Task data:
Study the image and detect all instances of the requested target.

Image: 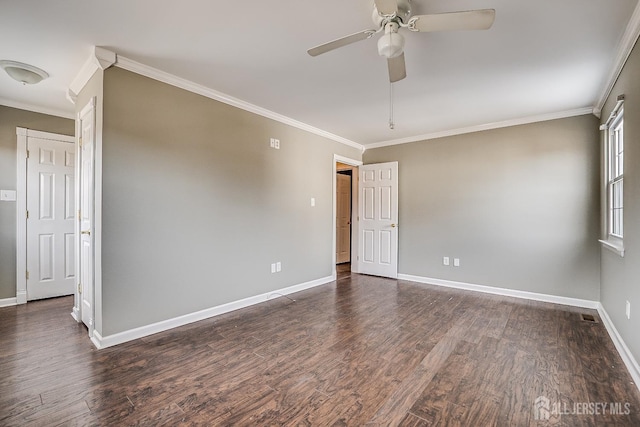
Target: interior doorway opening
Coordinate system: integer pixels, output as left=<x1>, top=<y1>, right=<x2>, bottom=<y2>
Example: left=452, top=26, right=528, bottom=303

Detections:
left=333, top=155, right=362, bottom=278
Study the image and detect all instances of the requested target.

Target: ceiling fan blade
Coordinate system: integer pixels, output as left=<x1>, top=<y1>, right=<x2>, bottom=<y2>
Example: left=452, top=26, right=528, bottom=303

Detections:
left=374, top=0, right=398, bottom=15
left=387, top=52, right=407, bottom=83
left=307, top=30, right=377, bottom=56
left=409, top=9, right=496, bottom=32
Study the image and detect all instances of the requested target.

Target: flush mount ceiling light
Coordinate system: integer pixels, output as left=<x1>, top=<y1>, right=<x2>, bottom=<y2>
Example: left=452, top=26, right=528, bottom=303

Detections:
left=0, top=60, right=49, bottom=85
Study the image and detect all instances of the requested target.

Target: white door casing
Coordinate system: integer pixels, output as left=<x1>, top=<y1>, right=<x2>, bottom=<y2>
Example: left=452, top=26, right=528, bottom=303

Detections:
left=336, top=173, right=351, bottom=264
left=358, top=162, right=398, bottom=278
left=26, top=136, right=75, bottom=300
left=74, top=100, right=95, bottom=336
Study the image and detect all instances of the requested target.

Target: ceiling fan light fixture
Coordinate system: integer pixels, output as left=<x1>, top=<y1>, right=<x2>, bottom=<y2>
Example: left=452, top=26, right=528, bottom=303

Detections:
left=0, top=60, right=49, bottom=85
left=378, top=32, right=404, bottom=59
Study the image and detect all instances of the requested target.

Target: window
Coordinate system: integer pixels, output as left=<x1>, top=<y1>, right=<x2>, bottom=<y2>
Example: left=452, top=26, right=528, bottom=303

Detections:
left=600, top=95, right=624, bottom=256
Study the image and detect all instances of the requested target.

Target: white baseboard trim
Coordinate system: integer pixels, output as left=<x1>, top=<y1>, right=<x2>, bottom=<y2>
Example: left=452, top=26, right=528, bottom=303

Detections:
left=398, top=274, right=600, bottom=309
left=91, top=275, right=335, bottom=349
left=598, top=303, right=640, bottom=390
left=0, top=298, right=18, bottom=307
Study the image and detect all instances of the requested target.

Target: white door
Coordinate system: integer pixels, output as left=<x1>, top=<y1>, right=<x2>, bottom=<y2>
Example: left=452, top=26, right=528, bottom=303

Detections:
left=27, top=136, right=75, bottom=300
left=358, top=162, right=398, bottom=279
left=78, top=103, right=95, bottom=334
left=336, top=173, right=351, bottom=264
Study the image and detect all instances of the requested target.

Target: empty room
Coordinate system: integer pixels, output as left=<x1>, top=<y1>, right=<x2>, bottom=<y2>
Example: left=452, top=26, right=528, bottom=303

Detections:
left=0, top=0, right=640, bottom=427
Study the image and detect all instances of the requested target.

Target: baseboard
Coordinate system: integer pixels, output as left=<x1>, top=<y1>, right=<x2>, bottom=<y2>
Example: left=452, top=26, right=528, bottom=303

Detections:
left=398, top=274, right=600, bottom=309
left=91, top=275, right=335, bottom=349
left=598, top=303, right=640, bottom=390
left=0, top=298, right=18, bottom=307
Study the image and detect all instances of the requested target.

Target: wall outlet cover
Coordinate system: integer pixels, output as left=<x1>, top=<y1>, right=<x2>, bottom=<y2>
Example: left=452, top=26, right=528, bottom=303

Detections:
left=0, top=190, right=16, bottom=202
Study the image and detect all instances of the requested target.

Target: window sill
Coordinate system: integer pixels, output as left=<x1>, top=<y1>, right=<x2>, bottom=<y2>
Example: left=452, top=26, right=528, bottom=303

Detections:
left=598, top=240, right=624, bottom=257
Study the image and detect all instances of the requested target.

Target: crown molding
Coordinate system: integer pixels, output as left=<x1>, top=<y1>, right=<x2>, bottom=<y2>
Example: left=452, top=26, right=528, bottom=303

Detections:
left=66, top=46, right=116, bottom=104
left=593, top=2, right=640, bottom=118
left=114, top=55, right=365, bottom=152
left=366, top=107, right=593, bottom=150
left=0, top=98, right=75, bottom=119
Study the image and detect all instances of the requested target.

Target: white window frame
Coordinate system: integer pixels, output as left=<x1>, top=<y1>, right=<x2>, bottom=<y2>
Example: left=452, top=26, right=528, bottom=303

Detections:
left=600, top=95, right=624, bottom=256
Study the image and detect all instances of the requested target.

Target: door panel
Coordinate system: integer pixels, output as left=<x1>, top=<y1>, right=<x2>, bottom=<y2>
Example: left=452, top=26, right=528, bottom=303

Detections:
left=358, top=162, right=398, bottom=278
left=27, top=137, right=75, bottom=300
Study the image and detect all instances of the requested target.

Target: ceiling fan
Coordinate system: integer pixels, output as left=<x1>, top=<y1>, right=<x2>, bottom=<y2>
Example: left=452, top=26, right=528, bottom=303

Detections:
left=307, top=0, right=496, bottom=83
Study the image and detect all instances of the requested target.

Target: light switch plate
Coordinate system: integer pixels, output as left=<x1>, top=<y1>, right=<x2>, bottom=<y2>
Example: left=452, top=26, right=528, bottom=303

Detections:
left=0, top=190, right=16, bottom=202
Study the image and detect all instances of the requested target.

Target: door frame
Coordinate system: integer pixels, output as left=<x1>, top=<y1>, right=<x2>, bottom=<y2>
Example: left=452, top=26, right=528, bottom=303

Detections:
left=71, top=96, right=102, bottom=342
left=16, top=127, right=76, bottom=304
left=331, top=154, right=362, bottom=280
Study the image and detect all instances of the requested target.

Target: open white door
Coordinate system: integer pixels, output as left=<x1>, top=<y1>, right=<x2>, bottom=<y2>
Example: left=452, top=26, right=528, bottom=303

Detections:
left=26, top=131, right=75, bottom=300
left=358, top=162, right=398, bottom=279
left=76, top=101, right=95, bottom=336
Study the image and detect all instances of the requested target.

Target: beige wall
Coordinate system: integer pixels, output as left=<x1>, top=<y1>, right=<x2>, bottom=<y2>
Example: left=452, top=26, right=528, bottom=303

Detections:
left=364, top=115, right=600, bottom=300
left=0, top=105, right=74, bottom=299
left=600, top=39, right=640, bottom=361
left=99, top=68, right=361, bottom=335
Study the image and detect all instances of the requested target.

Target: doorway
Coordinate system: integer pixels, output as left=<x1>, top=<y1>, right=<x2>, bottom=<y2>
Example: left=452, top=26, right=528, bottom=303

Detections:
left=332, top=155, right=362, bottom=278
left=16, top=128, right=76, bottom=304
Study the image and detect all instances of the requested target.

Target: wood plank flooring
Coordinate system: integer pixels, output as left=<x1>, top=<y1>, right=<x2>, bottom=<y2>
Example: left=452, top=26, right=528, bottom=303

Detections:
left=0, top=272, right=640, bottom=426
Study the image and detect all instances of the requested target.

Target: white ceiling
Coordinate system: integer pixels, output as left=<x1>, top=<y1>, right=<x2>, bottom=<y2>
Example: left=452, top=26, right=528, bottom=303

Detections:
left=0, top=0, right=638, bottom=145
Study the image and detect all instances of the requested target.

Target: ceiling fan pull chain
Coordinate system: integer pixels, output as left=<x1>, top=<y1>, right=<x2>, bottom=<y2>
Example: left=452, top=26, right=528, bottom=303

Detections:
left=389, top=82, right=396, bottom=130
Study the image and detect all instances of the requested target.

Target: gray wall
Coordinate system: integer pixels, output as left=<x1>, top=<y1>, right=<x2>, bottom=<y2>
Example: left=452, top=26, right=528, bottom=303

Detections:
left=600, top=38, right=640, bottom=368
left=0, top=105, right=74, bottom=299
left=101, top=68, right=361, bottom=335
left=364, top=115, right=600, bottom=300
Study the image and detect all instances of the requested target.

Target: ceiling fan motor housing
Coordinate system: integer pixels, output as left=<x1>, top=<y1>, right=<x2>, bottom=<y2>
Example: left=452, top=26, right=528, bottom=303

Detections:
left=378, top=22, right=404, bottom=59
left=372, top=0, right=411, bottom=27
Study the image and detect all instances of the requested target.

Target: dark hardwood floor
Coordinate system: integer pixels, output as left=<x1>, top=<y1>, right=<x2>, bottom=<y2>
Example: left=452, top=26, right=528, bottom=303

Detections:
left=0, top=275, right=640, bottom=426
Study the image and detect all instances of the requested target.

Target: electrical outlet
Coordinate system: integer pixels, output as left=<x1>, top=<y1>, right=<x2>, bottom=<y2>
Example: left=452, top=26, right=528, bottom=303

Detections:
left=625, top=301, right=631, bottom=319
left=0, top=190, right=16, bottom=202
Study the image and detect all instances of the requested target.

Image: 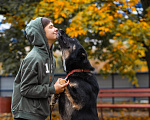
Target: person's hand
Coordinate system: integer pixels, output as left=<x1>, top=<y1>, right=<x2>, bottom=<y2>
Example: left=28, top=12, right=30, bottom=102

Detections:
left=54, top=78, right=69, bottom=94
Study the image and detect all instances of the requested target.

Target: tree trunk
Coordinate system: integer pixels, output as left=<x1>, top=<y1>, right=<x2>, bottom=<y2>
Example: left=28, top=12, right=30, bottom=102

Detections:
left=145, top=47, right=150, bottom=116
left=141, top=0, right=150, bottom=116
left=141, top=0, right=150, bottom=15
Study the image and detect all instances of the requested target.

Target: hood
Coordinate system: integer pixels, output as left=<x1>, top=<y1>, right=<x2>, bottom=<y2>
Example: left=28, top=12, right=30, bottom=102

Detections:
left=25, top=17, right=50, bottom=56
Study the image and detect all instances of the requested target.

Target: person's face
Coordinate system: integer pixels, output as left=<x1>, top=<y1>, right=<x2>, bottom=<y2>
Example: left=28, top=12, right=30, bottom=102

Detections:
left=44, top=22, right=58, bottom=43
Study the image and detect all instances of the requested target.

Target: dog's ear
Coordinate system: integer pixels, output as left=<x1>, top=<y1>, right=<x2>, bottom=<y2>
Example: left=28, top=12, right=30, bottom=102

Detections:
left=77, top=48, right=87, bottom=60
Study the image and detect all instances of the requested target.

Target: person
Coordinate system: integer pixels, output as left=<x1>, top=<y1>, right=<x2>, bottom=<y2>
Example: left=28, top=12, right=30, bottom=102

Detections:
left=11, top=17, right=69, bottom=120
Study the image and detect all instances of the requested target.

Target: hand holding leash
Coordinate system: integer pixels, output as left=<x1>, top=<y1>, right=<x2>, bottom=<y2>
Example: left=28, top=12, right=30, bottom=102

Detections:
left=54, top=78, right=69, bottom=94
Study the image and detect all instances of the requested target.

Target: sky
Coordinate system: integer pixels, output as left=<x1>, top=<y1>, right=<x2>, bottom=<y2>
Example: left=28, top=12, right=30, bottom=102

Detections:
left=0, top=15, right=11, bottom=32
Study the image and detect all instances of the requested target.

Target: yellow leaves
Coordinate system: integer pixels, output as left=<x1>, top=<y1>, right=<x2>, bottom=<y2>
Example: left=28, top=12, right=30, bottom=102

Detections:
left=66, top=26, right=87, bottom=37
left=131, top=7, right=136, bottom=11
left=114, top=12, right=122, bottom=18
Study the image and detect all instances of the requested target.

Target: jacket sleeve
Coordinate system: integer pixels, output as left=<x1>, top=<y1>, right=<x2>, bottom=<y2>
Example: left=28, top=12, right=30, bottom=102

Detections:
left=20, top=58, right=55, bottom=98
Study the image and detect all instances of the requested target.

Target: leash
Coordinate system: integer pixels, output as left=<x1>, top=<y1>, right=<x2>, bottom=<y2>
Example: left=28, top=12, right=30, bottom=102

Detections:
left=50, top=69, right=90, bottom=120
left=65, top=69, right=90, bottom=80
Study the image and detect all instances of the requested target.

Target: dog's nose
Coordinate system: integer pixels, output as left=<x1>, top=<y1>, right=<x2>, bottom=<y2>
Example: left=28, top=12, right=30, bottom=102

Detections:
left=58, top=29, right=65, bottom=33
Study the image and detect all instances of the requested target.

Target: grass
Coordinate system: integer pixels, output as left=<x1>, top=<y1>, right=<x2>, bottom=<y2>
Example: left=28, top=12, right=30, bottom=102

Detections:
left=0, top=107, right=150, bottom=120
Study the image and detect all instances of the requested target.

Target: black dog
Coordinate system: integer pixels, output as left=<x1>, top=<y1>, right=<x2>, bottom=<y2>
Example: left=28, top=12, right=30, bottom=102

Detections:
left=57, top=30, right=99, bottom=120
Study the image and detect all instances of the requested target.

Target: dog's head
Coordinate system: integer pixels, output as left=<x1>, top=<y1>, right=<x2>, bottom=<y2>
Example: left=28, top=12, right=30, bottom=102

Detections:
left=57, top=29, right=94, bottom=72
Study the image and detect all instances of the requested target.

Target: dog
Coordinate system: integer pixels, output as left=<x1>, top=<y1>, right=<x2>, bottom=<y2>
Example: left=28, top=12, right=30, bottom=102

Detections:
left=57, top=29, right=99, bottom=120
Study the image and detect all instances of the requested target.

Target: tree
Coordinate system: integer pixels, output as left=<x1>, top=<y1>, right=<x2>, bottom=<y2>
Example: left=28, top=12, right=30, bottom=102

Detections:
left=36, top=0, right=150, bottom=85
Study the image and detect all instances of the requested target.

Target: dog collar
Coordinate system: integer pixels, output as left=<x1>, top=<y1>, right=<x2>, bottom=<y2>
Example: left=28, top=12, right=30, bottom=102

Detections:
left=65, top=69, right=90, bottom=80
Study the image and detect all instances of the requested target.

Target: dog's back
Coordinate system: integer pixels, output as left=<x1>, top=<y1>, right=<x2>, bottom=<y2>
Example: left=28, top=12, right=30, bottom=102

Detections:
left=59, top=72, right=99, bottom=120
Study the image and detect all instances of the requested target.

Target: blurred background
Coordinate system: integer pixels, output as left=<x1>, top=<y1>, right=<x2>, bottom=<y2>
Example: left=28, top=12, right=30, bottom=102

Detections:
left=0, top=0, right=150, bottom=120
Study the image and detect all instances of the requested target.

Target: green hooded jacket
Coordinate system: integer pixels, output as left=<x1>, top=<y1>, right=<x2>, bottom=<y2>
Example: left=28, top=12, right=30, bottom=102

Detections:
left=11, top=17, right=56, bottom=120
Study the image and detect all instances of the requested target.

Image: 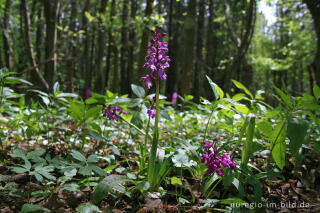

Task objective: Which lines in the items above contain the word "jacket"? Locate each one and copy it in full; case counts.

Exercise output:
Target: jacket sleeve
Target: green hooded jacket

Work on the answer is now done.